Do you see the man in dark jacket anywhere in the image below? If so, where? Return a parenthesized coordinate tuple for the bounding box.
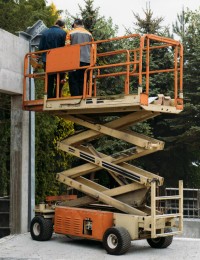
(39, 19, 66, 98)
(66, 19, 93, 96)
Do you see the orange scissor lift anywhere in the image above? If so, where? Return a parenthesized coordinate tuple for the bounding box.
(23, 34, 184, 255)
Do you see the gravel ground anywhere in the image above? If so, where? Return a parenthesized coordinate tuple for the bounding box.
(0, 233, 200, 260)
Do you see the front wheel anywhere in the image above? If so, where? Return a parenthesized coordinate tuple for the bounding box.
(147, 229, 173, 248)
(30, 216, 53, 241)
(103, 227, 131, 255)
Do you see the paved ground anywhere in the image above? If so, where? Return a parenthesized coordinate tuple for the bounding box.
(0, 233, 200, 260)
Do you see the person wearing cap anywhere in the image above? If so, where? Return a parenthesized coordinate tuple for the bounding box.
(38, 19, 66, 98)
(66, 19, 93, 96)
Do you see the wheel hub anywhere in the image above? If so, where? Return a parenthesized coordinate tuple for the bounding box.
(107, 234, 118, 249)
(33, 222, 40, 236)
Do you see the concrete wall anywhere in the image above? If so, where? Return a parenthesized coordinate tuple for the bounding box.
(10, 96, 30, 234)
(0, 28, 29, 94)
(0, 29, 30, 234)
(181, 219, 200, 238)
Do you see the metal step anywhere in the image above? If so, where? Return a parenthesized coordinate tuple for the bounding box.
(155, 213, 181, 219)
(156, 231, 182, 237)
(155, 195, 181, 200)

##########

### WHAT TO PRODUCE
Your reply should repeat the entries above exactly, leaving the pictures out.

### OUTPUT
Do you see the man in dark jacket anywhere in the image below? If so, where? Return a parenthesized coordinate tuple for the bounding box.
(39, 19, 66, 98)
(66, 19, 93, 96)
Do you see the orange scissor lift anywhere in the image above? If so, where? Return a parenthesized coordinate tuple for the bounding box.
(23, 34, 184, 255)
Do you see the gravel ground anywhere in the image above? If so, where? Return a parenthesized coordinate tuple for the bounding box.
(0, 233, 200, 260)
Do you see the front wheel anywhere in the image above? If so, where? Return a parenthesized coordinate tuple for the bounding box.
(147, 229, 173, 248)
(30, 216, 53, 241)
(103, 227, 131, 255)
Do you see the paved ground anywhere in the image above? If so, where? Return a parenthesized coordinate tuple for the bounding box.
(0, 233, 200, 260)
Do you see the person wearing cap anywhere in the image above? If so, where? Return a parenthesized coordinate tuple for the bounding box.
(38, 19, 66, 98)
(66, 19, 93, 96)
Do you see the wheel hub anywhere in the image above? If so, where? Return a parenthesized coordinate tuple for the bounding box.
(107, 234, 118, 249)
(33, 222, 40, 236)
Do you see the concrete wall anywhere in the image above? If so, where? Return a parenthesized coordinate tuple for the bounding box.
(10, 96, 30, 234)
(0, 28, 29, 94)
(0, 29, 30, 234)
(181, 219, 200, 238)
Do you see the metal step anywhere in the image above? If so, where? Return a parenthesized coordinate tuple for the bounding box.
(155, 213, 181, 219)
(156, 231, 182, 237)
(155, 195, 181, 200)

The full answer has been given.